-- ПРИВЕДЁННЫЙ ОТРЫВОК --
Кроме того, трудно было что-либо возразить на такое рассуждение: вы работаете и делаете рентабельной подлую лагерную систему. На вашем труде, на вашей жизни и здоровье делают карьеру и получают ордена и премии «начальнички».
А между тем труд — это было последнее, что нас отличало от массы деморализованных и циничных блатарей. Их отношение к труду было страшным. Я помню, когда я была бригадиром полеводческой бригады, мы выращивали капусту. Капуста в тех местах спасала лагерников от цинги. В условиях вечной мерзлоты мы нянчились с капустой, как с ребенком: по нескольку раз в лето удобряли и подкармливали ее, укрывали дымом от заморозков, без конца поливали. Как мы радовались, когда, вопреки засухе, вечной мерзлоте, июньским снегопадам, на наших участках завивались белые головки! Мы были очень голодны, но никогда не позволяли себе съесть несозревшие кочаны. Мы обрывали крайние листочки и варили серые щи. Однажды я, пройдя по полю, заметила, что у целых рядов капусты нет сердечек, из которых развивается кочан. Я сначала подумала, что это какой-то жучок-вредитель съедает их и нужно немедленно начинать с ним борьбу. И вдруг я увидела, как одна из работниц нашей бригады, уголовница Валя, преспокойно отрывает сердечки и, как семечки, их грызет.
— Почему ты это делаешь? Ведь ты погубишь весь урожай!
Она тупо улыбнулась и ответила:
— А на кой он нам нужен? Все равно начальничек кормить будет.
Я чуть не избила ее, ярость залила мне глаза, а она невинно улыбалась:
— С чего психуешь?

-- ЗАДАНИЕ --
Продолжите отрывок о лагерной бригаде и капусте, начав сразу после его последней реплики.

-- ИСХОДНЫЕ ДАННЫЕ --
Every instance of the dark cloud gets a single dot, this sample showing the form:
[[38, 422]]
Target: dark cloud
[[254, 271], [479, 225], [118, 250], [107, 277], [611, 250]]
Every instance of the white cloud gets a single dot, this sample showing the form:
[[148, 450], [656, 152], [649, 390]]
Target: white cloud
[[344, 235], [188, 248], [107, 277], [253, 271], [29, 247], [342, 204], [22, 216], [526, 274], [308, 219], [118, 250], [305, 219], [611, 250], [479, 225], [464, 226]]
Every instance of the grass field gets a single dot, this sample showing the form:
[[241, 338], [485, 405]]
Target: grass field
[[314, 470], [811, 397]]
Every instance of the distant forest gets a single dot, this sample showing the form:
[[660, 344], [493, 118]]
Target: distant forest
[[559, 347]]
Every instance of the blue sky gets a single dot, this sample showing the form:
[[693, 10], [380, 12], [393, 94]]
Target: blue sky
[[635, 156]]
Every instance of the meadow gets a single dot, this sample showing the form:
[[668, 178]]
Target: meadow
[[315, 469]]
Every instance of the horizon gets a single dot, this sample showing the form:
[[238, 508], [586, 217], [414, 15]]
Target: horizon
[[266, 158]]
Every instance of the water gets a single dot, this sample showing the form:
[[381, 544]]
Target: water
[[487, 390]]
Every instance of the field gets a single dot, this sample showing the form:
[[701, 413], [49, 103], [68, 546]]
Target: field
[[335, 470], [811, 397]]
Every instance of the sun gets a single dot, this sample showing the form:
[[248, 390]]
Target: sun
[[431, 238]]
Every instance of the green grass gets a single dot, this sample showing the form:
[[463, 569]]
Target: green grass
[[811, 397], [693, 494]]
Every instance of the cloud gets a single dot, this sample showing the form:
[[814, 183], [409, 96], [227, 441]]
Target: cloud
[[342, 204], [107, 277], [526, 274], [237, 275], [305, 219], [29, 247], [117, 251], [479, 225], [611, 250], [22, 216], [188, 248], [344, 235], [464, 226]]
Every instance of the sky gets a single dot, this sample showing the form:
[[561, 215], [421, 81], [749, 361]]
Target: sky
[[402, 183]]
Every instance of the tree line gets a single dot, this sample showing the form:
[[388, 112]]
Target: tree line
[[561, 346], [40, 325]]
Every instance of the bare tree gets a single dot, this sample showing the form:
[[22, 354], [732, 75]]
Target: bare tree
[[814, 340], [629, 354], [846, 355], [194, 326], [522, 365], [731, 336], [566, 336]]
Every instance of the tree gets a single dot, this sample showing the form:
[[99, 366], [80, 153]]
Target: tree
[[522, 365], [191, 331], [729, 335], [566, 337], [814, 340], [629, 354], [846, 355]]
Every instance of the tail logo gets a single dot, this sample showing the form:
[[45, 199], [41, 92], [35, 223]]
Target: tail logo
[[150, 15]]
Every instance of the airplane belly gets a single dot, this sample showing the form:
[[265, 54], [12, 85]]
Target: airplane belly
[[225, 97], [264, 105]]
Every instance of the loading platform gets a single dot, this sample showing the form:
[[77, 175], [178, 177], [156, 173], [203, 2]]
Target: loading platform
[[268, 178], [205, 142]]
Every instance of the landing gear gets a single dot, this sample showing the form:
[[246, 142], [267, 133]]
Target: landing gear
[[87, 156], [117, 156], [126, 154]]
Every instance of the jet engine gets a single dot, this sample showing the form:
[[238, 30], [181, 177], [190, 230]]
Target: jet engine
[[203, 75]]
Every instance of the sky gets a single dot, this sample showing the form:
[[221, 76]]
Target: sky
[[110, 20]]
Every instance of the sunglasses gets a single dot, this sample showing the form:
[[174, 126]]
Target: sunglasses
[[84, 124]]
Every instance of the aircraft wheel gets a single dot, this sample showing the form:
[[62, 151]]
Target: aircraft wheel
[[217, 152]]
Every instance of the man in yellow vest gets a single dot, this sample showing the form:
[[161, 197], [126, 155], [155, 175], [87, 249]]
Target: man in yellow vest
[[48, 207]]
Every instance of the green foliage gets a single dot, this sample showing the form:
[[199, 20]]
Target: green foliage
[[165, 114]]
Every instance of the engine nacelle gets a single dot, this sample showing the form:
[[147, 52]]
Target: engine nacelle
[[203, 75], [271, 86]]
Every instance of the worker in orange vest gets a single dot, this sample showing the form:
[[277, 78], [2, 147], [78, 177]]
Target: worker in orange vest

-- ВЫПОЛНЕННОЕ ЗАДАНИЕ --
Труд был единственно человеческим, что нам оставалось. У нас не было семьи, не было книг, мы жили в грязи, вони, темноте, терпели унижения от любого надзирателя, который мог ночью войти в барак, выстроить полуодетых женщин и, под предлогом обыска, рыться в наших постелях, белье, читать письма. В банях нас почему-то обслуживали мужчины, и, когда мы протестовали, «начальнички» посмеивались и отвечали: «Снявши голову, по волосам не плачут»… Только труд был человечен и чист. Мы делали крестьянскую работу, которую до нас делали миллионы и миллионы женщин. Мы радовались делу рук своих. Мы хотели быть не хуже, чем деревенские женщины из раскулаченных, которые вначале посматривали на нас даже с некоторым злорадством: «А ну-ка, вы, образованные! Вы сидели на нашей шее, книжки читали. Попробуйте-ка косу да грабли…» Раскулаченные крестьяне, конечно, работали лучше всех, но бригадиры (бывшие кулаки) дрались за «политиков» — они знали, что мы будем работать добросовестно и систематически, уголовники же рванут в час так, что за ними не угнаться, а чуть отвернется бригадир, лягут и будут спать, пусть вянет рассада, пусть мороз побьет молодые растения.
Тяжелый крестьянский труд вдали от конвоиров, вдали от чужих, злых людей — единственно светлые воспоминания во мраке лагерной жизни.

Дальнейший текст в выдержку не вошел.